Extract provided:
───
For the most part, a make file consists of one or more rules of the form:

TARGET ...:  DEPENDENCY1 DEPENDENCY2 ...
        commands

The target and dependencies are the names of files. The commands usually update or create the target, but that is not always necessary.

The whitespace used is very important to make. The TARGET must start at the beginning of the line. All the lines containing commands must be indented usinga tab character. Repeat: all the commands must be indented using a tab character.

The target to be rebuilt is specified at the command line to make. For example, "make clean" will run the clean rule. As long as there is no file named clean in the directory, the rule will always execute its command. Similarly, hello.o can be rebuilt by typing "make hello.o".

If no target is specified on the command line, the target of the first rule is used.

Before a rule is run, the make program tries to recursively rebuild the dependencies. If a dependency is the target of another rule, the make program tries to satisfy that rule first. Some pseudo-code summarizing the process appears in figure.

bool rebuild_rule(r)

execute_rule = !file_exists(r.target);   

for each dependency d in r
        if (find rule with target of d)
                rebuild_rule(rule)

        if (!file_exists(d))
                error("Could not create dependency d")

        if d.date > r.target.date then
                execute_rule = TRUE

if (execute_rule)
        run r.commands

The make format supports variable substitution as well as implicit rules. For example, make knows how to build object files (.o) from C source files. Thus, the following Makefile is equivalent to the one at the beginning of the section.

CC = gcc
CFLAGS = -Wall -g -O3
OBJECTS = hello.o greeting.o world.o

hello: $(OBJECTS)
        $(CC) $(CFLAGS) -o hello $(OBJECTS)

### Dependencies:
hello.o: hello.c hello.h
greeting.o: greeting.c hello.h
world.o: world.c hello.h

More information on the GNU MAKE program can be found in the on-line documentation.

Debugger

The GNU Debugger (GDB) is a useful tool for quickly tracking down a variety of defects. To take full advantage of the gdb, programs should be compiled and linked with the -g flag. This flag adds additional debugging information to the final executable files.

GDB is an interactive debugger with its own command line interface. The interface allows you to control every aspect of GDB's operation. For example, to start a session the hello executable, type file hello at the GDB command line. To actually run the executable, type run args where args are any arguments to pass to the executable. On-line help can be browsed using the help command.

It is even more convenient to run GDB from gdb-mode inside of Emacs. To invoke gdb in this fashion, type M-x gdb. One of the big advantages of this approach is that source listings of the program being debugged appear in an adjacent Emacs buffer. It is highly recommended that you use gdb in this fashion rather than straight from the command line.
───
Material shown:
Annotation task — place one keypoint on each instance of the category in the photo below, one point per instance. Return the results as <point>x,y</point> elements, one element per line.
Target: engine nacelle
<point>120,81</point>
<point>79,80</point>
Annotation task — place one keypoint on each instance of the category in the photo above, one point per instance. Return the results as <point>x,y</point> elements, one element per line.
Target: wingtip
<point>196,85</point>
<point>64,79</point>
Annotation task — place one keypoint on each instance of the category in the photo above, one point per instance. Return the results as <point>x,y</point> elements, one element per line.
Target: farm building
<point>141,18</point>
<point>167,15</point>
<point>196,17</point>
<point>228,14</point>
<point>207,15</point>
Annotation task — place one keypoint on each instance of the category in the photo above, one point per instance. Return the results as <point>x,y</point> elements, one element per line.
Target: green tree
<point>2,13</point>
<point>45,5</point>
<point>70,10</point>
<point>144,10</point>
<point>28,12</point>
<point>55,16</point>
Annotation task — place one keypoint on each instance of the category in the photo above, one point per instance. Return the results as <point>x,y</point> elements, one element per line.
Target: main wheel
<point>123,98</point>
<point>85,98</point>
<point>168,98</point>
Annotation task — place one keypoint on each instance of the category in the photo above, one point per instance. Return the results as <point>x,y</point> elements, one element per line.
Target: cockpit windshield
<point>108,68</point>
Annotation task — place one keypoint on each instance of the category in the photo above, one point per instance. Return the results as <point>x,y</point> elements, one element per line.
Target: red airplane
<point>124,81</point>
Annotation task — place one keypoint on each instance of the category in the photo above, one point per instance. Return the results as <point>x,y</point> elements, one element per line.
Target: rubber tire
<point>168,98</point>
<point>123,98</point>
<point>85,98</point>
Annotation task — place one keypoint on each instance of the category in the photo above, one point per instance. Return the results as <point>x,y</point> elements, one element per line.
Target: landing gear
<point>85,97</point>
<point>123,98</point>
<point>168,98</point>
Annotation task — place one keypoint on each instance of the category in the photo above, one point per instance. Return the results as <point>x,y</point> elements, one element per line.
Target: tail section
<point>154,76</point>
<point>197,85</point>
───
Exercise tasks:
[a] Find each line of the entries that contains the string "Target" with matching case, and copy those lines.
[b] Extend the passage on make files and the GNU Debugger past its last sentence.

Answers:
[a]
Target: engine nacelle
Target: wingtip
Target: farm building
Target: green tree
Target: main wheel
Target: cockpit windshield
Target: red airplane
Target: rubber tire
Target: landing gear
Target: tail section

[b]
Simple debugging with GDB

You can use GDB to find where a program crashes or hangs. The easiest way to do this is to run the program under GDB and wait until it crashes or hangs. You should be returned to the GDB command prompt at that time (in the case of a hang you have to type Ctrl-C). Typing where will usually give a backtrace of the program's call stack. The backtrace will list the chain of procedure calls which led to the offending instruction.

Each procedure call, its arguments, and its associated local variables constitute a stack frame. In the backtrace, the stack frames are numbered for convenient navigation. Use the up, down, and frame commands to move between frames.

The value of variables and expressions (even those involving procedure calls) can be discovered using the print command. The print command accepts virtually any C-style expression and understands casting. Local variables in the scope of a given procedure can only be accessed when GDB is in the procedure's stack frame.

Debugging harder problems

Sometimes, by the time the program crashes, the data structures and pointers available are so corrupted as to be totally useless for discovering the error. The best way to flag this behavior early in your programs is to write code which runs sanity checks on the program's data structures and reports errors early. This will save you much debugging time as compared to the alternatives.

It can be very useful, in the course, of debugging, to stop the program at a point in its execution to examine the internal state. The breakpoint and display commands provide this feature.

A breakpoint is an instruction inserted into a program's code. Each time the instruction is executed, control returns to the debugger. Usually, GDB returns to its command line for user input. In fact, GDB is highly configurable and can be made to do all sorts of complicated things at breakpoints, but we won't talk about that here.

The break command inserts a breakpoint in the code. The break instruction allows you to name locations in programs in several different ways. You can specify a function name (e.g. main) or a source file and line number (printf.c:34) or any expression that evaluates to an address (e.g. 0xa040000). The first two approaches are generally the most usable.

The clear command clears a breakpoint. It takes as its arguments the same locations specified by break.

The break command returns the the index of the breakpoint. This index can be used to disable or delete the breakpoint, using (not surprisingly) the disable and delete commands. See help breakpoints for more breakpoint-related commands.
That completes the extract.